Directions for this task: Copy the stretch of the data below from the line containing "Expected: one point per instance of the street" through the end of the data, keeping every line in order, and offset each x and y coordinate value in that stretch by adding 45.

Point labeling dataset excerpts:
------------

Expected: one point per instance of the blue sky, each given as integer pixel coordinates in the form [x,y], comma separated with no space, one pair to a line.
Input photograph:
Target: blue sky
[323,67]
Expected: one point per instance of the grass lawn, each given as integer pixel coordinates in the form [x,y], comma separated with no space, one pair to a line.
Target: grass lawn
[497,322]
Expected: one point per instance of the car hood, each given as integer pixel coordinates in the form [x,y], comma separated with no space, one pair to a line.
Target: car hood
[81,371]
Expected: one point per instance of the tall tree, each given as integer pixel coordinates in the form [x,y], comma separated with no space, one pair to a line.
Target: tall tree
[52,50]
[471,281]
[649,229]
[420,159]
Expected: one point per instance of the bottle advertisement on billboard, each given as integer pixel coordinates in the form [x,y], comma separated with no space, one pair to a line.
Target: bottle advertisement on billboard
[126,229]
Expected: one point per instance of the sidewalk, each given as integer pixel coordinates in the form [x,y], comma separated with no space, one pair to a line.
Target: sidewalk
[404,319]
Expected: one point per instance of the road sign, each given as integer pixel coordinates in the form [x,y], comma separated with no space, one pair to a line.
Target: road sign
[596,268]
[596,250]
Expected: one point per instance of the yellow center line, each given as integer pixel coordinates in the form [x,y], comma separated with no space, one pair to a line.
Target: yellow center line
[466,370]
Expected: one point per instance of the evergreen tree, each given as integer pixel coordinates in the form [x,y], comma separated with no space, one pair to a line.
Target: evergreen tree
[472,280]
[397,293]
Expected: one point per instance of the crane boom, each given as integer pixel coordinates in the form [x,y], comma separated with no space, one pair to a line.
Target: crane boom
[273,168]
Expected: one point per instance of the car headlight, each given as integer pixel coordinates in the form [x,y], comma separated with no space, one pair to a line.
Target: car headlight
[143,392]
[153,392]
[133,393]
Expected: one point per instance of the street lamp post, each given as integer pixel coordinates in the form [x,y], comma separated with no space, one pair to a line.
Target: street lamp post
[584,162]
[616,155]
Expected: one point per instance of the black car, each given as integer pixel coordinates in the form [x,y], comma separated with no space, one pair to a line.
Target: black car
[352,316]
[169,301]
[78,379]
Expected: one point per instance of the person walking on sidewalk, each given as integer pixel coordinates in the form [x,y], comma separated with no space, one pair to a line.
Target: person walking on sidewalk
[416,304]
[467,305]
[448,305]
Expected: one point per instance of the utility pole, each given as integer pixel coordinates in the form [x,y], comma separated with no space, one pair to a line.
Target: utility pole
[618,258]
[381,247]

------------

Solved problem:
Expected: one point per instance of the street lamp post, each given as integer pixel coordinates in the form [x,y], comma separated with no space, one pair to a line.
Target: street lamp post
[629,207]
[661,200]
Expected: one point per instance of the black car, each given as integer pixel coordinates in the form [x,y], comma separated with no space, one pair to a line.
Target: black car
[397,361]
[214,346]
[123,424]
Expected: one point per instance of the person walking on sidewalk, each given as integer pixel coordinates in the form [x,y], comma separated with no space, one pair to a line.
Target: person walking on sidewalk
[461,349]
[512,350]
[493,350]
Expected: one point per instance of the utility pole, each given as integer pixel coordinates in the form [x,y], comma separated with no space, one pair to a line.
Target: utility pole
[663,303]
[426,292]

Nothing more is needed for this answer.